The Schrödinger bridge is closely related to optimal transport and provides the theoretical foundation for flow matching (Week 7). The key difference from a normalizing flow is that the source distribution $p_0$ can be any distribution — not just a Gaussian. For generative modeling, the Schrödinger bridge connects the data distribution $p_1 = p_\text{data}$ to $p_0 = \mathcal{N}(0, I)$ via a minimum-entropy stochastic process. The resulting bridge defines a vector field that interpolates between the two distributions in a way that minimizes the total kinetic energy $\mathbb{E}[\int_0^1 \|v_t\|^2 dt]$ — the same objective that Optimal Transport Flow Matching optimizes (Course 2, Week 9 made use of this for real-time robot control via OT-CFM). This connection reveals that flow matching, OT-CFM, and Schrödinger bridges are all instances of the same minimum-kinetic-energy interpolation, differing only in whether the process is deterministic (flow matching), stochastic (Schrödinger bridge), or constrained to straight-line paths (rectified flow).

Practical considerations for flow architecture design#

Designing an effective normalizing flow requires balancing multiple constraints:

Depth vs. expressiveness: deeper flows can represent more complex distributions (since each layer adds a nonlinear transformation), but each additional layer increases memory consumption for backpropagation and increases the number of Jacobian determinants that must be computed. Empirically, 16–32 coupling layers are sufficient for high-quality image modeling; beyond that, gains diminish. The depth of the conditioner networks $s_\theta$ and $t_\theta$ matters less than the depth of the flow — using 3-layer ConvNets for conditioners is typical.

Masked convolutions and efficiency: in RealNVP, the checkerboard mask determines which pixels are transformed; channel masks apply the split at the channel level. Checkerboard splitting preserves spatial structure early in sampling but requires alternating with channel splits to allow information flow. Channel-first masks are faster (no spatial inefficiency) but require careful reshuffle between layers. Modern implementations use $1 \times 1$ invertible convolutions (Glow) or learned permutations to allow the model to discover optimal split patterns rather than using fixed masking.

Initialization strategies: initializing a normalizing flow to be near-identity is critical. If $s_\theta(x_A) \approx 0$ and $t_\theta(x_A) \approx 0$ at initialization, the coupling layer is close to the identity transformation. This ensures the flow starts with reasonable log-Jacobian values (near zero) and avoids exploding or vanishing Jacobians early in training. Techniques: zero-initialize the final layer of $s_\theta$ and $t_\theta$ , use small weight initialization for conditioner networks, or apply a scaling factor to the output of conditioners.

Flow inversion for synthesis: sampling from a flow requires computing the inverse transformation at each coupling layer. Some architectures support exact inverse computation (affine coupling layers, autoregressive flows); others require solving an equation or iterative refinement (neural ODEs via ODE solvers). For real-time generation, exact invertibility is essential — neural ODEs, while theoretically elegant, are slower than discrete coupling layers.

[Referring expression grounding data]
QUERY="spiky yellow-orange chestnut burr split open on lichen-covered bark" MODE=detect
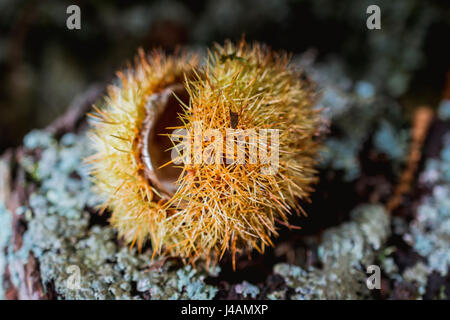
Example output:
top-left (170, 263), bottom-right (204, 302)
top-left (89, 41), bottom-right (320, 263)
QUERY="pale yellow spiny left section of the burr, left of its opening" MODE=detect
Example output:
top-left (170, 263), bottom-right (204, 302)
top-left (87, 51), bottom-right (197, 252)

• **WHAT THIS EXERCISE ASKS**:
(a) Write out the part of the passage on normalizing flows between "Designing an effective" and "conditioners is typical.", inclusive.
(b) Extend the passage on normalizing flow design, beginning right after its final sentence.

• **TASK RESULTS**:
(a)
Designing an effective normalizing flow requires balancing multiple constraints:

Depth vs. expressiveness: deeper flows can represent more complex distributions (since each layer adds a nonlinear transformation), but each additional layer increases memory consumption for backpropagation and increases the number of Jacobian determinants that must be computed. Empirically, 16–32 coupling layers are sufficient for high-quality image modeling; beyond that, gains diminish. The depth of the conditioner networks $s_\theta$ and $t_\theta$ matters less than the depth of the flow — using 3-layer ConvNets for conditioners is typical.

(b)
Likelihood-free estimation: while flows provide exact likelihoods, computing the likelihood for a large batch is memory-intensive. For big datasets, sampling-based evaluation (estimating likelihoods via importance sampling or variational bounds) can be more efficient than exact computation.

GenAI context: flows across the generative modeling landscape#

| Concept | Flow analog | Application | |---|---|---| | Exact likelihood $\log p_\theta(x)$ | Log-Jacobian formula | Model selection, density estimation, anomaly detection | | Coupling layer | Masked self-attention in parallel | Parallel sampling in autoregressive models | | IAF fast sampling | Used in VAE decoders for expressive posteriors | Posterior approximation quality | | Neural ODE | Continuous residual networks | Continuous-time sequence models, NODE-based RNNs | | Schrödinger bridge | Minimum-kinetic-energy interpolation | Image-to-image translation, cell trajectory modeling |

The practical lesson from normalizing flows is that invertibility is expensive: enforcing it either constrains the architecture (coupling layers), requires $O(d)$ sequential computation (autoregressive flows), or requires ODE integration (CNFs). Flow matching (Week 7) abandons invertibility entirely and instead trains a vector field directly via regression, achieving the best of both worlds — unconstrained architecture and parallel sampling — at the cost of losing exact likelihood. The dominance of flow matching and diffusion over normalizing flows in practice reflects this tradeoff.

Key takeaways#

Normalizing flows provide exact likelihood, exact sampling, and exact inference through invertible mappings; the log-likelihood equals the base log-likelihood plus the log-absolute-Jacobian-determinant. Coupling layers achieve $O(d)$ Jacobian determinant computation with triangular structure, using unrestricted networks for the scale and translation conditioners; RealNVP uses masked ConvNets with alternating checkerboard/channel splits; Glow adds invertible convolutions and multi-scale generation. Autoregressive flows (MAF/IAF) extend coupling layers to full autoregressive structure, with a fundamental speed-accuracy tradeoff: MAF is fast for density evaluation but slow at sampling; IAF is fast at sampling but slow for likelihood. Continuous normalizing flows replace discrete transformations with ODEs, requiring only the trace (not determinant) of the Jacobian and enabling free-form architecture via the adjoint method. In practice, flows are memory-intensive and sensitive to numerical stability issues with unbounded Jacobians; they require careful data preprocessing (dequantization, logit transforms) to work well. The dominance of flow matching (Week 7) over normalizing flows reflects the fundamental tradeoff: invertibility enables exact likelihoods but constrains architecture and loses memory efficiency compared to unconstrained regression-based models.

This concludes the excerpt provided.